[Records from a point annotation set]
'''
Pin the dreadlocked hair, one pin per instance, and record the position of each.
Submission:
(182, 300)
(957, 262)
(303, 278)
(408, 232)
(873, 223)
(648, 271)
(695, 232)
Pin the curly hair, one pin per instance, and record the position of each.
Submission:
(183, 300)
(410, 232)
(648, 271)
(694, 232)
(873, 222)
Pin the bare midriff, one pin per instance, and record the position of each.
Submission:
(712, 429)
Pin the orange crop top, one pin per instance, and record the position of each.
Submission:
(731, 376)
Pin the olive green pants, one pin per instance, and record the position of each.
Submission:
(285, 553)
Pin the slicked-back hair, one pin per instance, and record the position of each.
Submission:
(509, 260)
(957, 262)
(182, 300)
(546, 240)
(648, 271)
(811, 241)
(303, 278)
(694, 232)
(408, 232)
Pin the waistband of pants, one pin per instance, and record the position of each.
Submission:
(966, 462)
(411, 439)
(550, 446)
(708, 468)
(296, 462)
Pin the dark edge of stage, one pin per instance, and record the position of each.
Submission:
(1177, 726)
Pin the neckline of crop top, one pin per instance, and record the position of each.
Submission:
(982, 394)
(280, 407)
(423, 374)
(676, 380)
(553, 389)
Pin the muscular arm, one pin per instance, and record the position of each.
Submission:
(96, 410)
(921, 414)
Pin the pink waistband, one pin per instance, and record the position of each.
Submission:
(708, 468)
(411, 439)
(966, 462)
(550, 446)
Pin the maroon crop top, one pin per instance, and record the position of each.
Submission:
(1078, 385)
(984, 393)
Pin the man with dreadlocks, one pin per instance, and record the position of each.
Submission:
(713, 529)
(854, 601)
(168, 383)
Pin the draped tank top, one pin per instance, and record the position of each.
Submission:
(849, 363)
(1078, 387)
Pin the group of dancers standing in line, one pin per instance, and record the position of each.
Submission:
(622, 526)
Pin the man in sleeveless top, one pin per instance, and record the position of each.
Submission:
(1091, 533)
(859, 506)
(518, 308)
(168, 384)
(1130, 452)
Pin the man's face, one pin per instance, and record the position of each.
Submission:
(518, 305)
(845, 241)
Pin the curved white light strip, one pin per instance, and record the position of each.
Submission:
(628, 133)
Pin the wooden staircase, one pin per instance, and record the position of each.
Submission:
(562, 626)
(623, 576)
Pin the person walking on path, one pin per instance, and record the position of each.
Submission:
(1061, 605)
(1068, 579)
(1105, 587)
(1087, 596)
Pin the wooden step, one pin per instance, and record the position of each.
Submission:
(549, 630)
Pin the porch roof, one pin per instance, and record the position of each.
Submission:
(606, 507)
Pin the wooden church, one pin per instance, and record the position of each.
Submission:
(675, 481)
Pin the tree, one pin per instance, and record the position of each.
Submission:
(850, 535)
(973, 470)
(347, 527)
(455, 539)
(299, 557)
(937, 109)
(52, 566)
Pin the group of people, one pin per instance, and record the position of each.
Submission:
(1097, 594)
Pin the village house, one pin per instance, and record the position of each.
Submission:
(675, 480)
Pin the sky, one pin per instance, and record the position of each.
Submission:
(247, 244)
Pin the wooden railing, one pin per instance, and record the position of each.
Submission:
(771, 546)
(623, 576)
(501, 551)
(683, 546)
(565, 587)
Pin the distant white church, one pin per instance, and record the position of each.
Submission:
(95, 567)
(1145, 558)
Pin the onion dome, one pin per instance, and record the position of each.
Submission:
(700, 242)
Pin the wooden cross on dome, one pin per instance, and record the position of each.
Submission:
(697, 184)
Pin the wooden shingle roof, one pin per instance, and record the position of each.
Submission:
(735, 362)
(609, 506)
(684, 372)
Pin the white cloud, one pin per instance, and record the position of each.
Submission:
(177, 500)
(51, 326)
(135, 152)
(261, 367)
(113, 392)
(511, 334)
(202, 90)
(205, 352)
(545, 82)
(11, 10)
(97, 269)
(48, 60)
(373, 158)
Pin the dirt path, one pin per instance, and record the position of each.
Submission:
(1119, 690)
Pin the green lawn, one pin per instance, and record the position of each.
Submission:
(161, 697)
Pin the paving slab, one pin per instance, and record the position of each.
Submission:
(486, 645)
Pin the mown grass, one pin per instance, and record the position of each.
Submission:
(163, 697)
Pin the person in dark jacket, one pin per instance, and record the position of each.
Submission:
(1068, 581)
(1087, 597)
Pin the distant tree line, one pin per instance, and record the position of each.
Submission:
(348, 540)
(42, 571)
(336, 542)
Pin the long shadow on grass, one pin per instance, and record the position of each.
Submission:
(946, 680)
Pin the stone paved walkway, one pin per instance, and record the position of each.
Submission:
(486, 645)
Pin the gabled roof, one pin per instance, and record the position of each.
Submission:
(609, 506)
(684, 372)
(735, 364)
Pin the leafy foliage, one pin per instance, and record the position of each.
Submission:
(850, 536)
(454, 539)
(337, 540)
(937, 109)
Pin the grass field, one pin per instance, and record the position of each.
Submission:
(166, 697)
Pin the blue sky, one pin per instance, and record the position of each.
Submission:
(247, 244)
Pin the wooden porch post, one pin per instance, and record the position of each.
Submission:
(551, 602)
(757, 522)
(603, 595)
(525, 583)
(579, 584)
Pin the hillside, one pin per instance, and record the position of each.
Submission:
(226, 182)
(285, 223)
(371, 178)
'''
REQUIRED TASK
Will you copy every one of the records above line for line, changing nothing?

THE RESULT
Pin the dreadlocked hair, one pin per instance, and record the position of each.
Submission:
(182, 300)
(957, 262)
(303, 278)
(408, 232)
(873, 223)
(648, 271)
(695, 232)
Pin the curly hair, one pin per instance, and record the position of each.
Submission:
(183, 300)
(410, 232)
(648, 271)
(694, 232)
(873, 222)
Pin the bare midriff, one pin per instance, and record the position of each.
Submission:
(712, 429)
Pin the orange crop top, one pin per instance, and record the position of each.
Submission:
(731, 376)
Pin the olive green pants, one pin per instance, and record the position of each.
Submission:
(285, 553)
Pin the slicked-back hair, one pin per instance, and record the position of each.
Submission:
(509, 260)
(957, 262)
(182, 300)
(546, 240)
(648, 271)
(811, 241)
(303, 278)
(694, 232)
(408, 232)
Pin the waistband of pants, one pin per instance, and record the position of each.
Submission:
(966, 462)
(411, 439)
(550, 446)
(708, 468)
(296, 462)
Pin the dark edge of stage, one pin per instance, and record the position of each.
Submission:
(1177, 726)
Pin the neckline of crop top, one pin per instance, and record the position of each.
Submission:
(982, 394)
(280, 407)
(423, 374)
(676, 380)
(553, 389)
Pin the muscular arm, one pin per instance, and record the position of each.
Submission:
(96, 410)
(921, 414)
Pin the pink waistband, one pin per instance, and record the position of each.
Submission:
(708, 468)
(411, 439)
(966, 462)
(550, 446)
Pin the maroon crop top, one pin per instance, and record the position of each.
Submission:
(1078, 385)
(984, 393)
Pin the man with dreadlocks, one pin per instance, and record the position of each.
Submission:
(713, 529)
(854, 601)
(168, 383)
Pin the draped tank top, one pin per instance, and record the position of each.
Submission:
(849, 363)
(1078, 387)
Pin the group of dancers standing in line, one pin per instance, and record the position of each.
Submission:
(622, 526)
Pin the man in sleeveless top, one pin per instance, and record the position of each.
Submission:
(1091, 533)
(859, 506)
(518, 308)
(168, 384)
(1130, 452)
Pin the man's face, one pin per instance, and record the position of each.
Submission:
(518, 305)
(845, 241)
Pin the curved white light strip, one pin per instance, and record the position of each.
Submission:
(628, 133)
Pin the wooden staircase, one pin per instance, and record the position of each.
Submission:
(562, 626)
(623, 576)
Pin the person walking on path, one pin per instance, and record the position of each.
Submission:
(1061, 605)
(1068, 579)
(1105, 587)
(1087, 596)
Pin the wooden step, one pin per instance, and record the position of each.
Submission:
(549, 630)
Pin the porch roof, one pin per instance, and record the position of each.
Submission:
(606, 507)
Pin the wooden church, one pin per instance, and record the position of each.
Submission:
(675, 481)
Pin the tree, one pin per instance, and record the position of each.
Submission:
(850, 535)
(973, 470)
(347, 527)
(455, 539)
(299, 557)
(937, 109)
(52, 566)
Pin the group of people, one pin per instance, and record the position of each.
Submission:
(1097, 594)
Pin the village house, one pin per instance, and record the position of each.
Submission:
(675, 480)
Pin the sky, one pin per instance, and record the position of each.
Submission:
(247, 244)
Pin the wooden railing, one pin per instance, and record the position of each.
Submission:
(771, 546)
(623, 576)
(501, 551)
(683, 546)
(565, 587)
Pin the distant white church, one pin per instance, and record the position of each.
Submission:
(95, 567)
(1145, 558)
Pin the onion dome, one pin per instance, and record the position of each.
Submission:
(700, 242)
Pin the wooden cross on dome, one pin per instance, and record the position of each.
Submission:
(697, 184)
Pin the wooden shingle roof, one pin per instance, and record the position of each.
Submission:
(735, 362)
(609, 506)
(684, 372)
Pin the white cloud, one pin per instance, and record the position of each.
Submission:
(177, 500)
(51, 326)
(135, 152)
(261, 367)
(113, 392)
(511, 334)
(202, 90)
(205, 352)
(545, 82)
(11, 10)
(97, 269)
(48, 60)
(373, 158)
Pin the dirt path, one pin per instance, and record the position of each.
Submission:
(1119, 690)
Pin the green lawn, one pin per instance, and record the position of each.
Submission:
(161, 697)
Pin the paving slab, one pin per instance, and record the position of each.
Submission:
(486, 645)
Pin the mown grass, one pin per instance, and record the position of each.
Submission:
(163, 697)
Pin the person in dark jacket, one pin per instance, and record the position of each.
Submission:
(1068, 581)
(1087, 597)
Pin the distant tree line, one pin per instance, and record the position of each.
Submission:
(348, 540)
(42, 571)
(336, 542)
Pin the long shadow on grass, one pin per instance, and record the position of each.
Submission:
(946, 680)
Pin the stone paved walkway, one pin per instance, and record the position of each.
Submission:
(486, 645)
Pin the gabled roof, one pin per instance, and record the position of each.
Submission:
(609, 506)
(684, 372)
(735, 364)
Pin the leafy foliage, one pin per instance, and record the position of each.
Submission:
(850, 536)
(454, 539)
(337, 540)
(937, 109)
Pin the grass field, one pin per instance, and record the position of each.
Submission:
(166, 697)
Pin the blue sky, one pin per instance, and record the position of each.
Submission:
(247, 244)
Pin the wooden porch post, one pin per instance, and record the position of each.
Submission:
(551, 602)
(757, 522)
(603, 595)
(525, 583)
(579, 584)
Pin the hillside, one pin per instance, and record the position of each.
Submission:
(226, 182)
(285, 223)
(371, 178)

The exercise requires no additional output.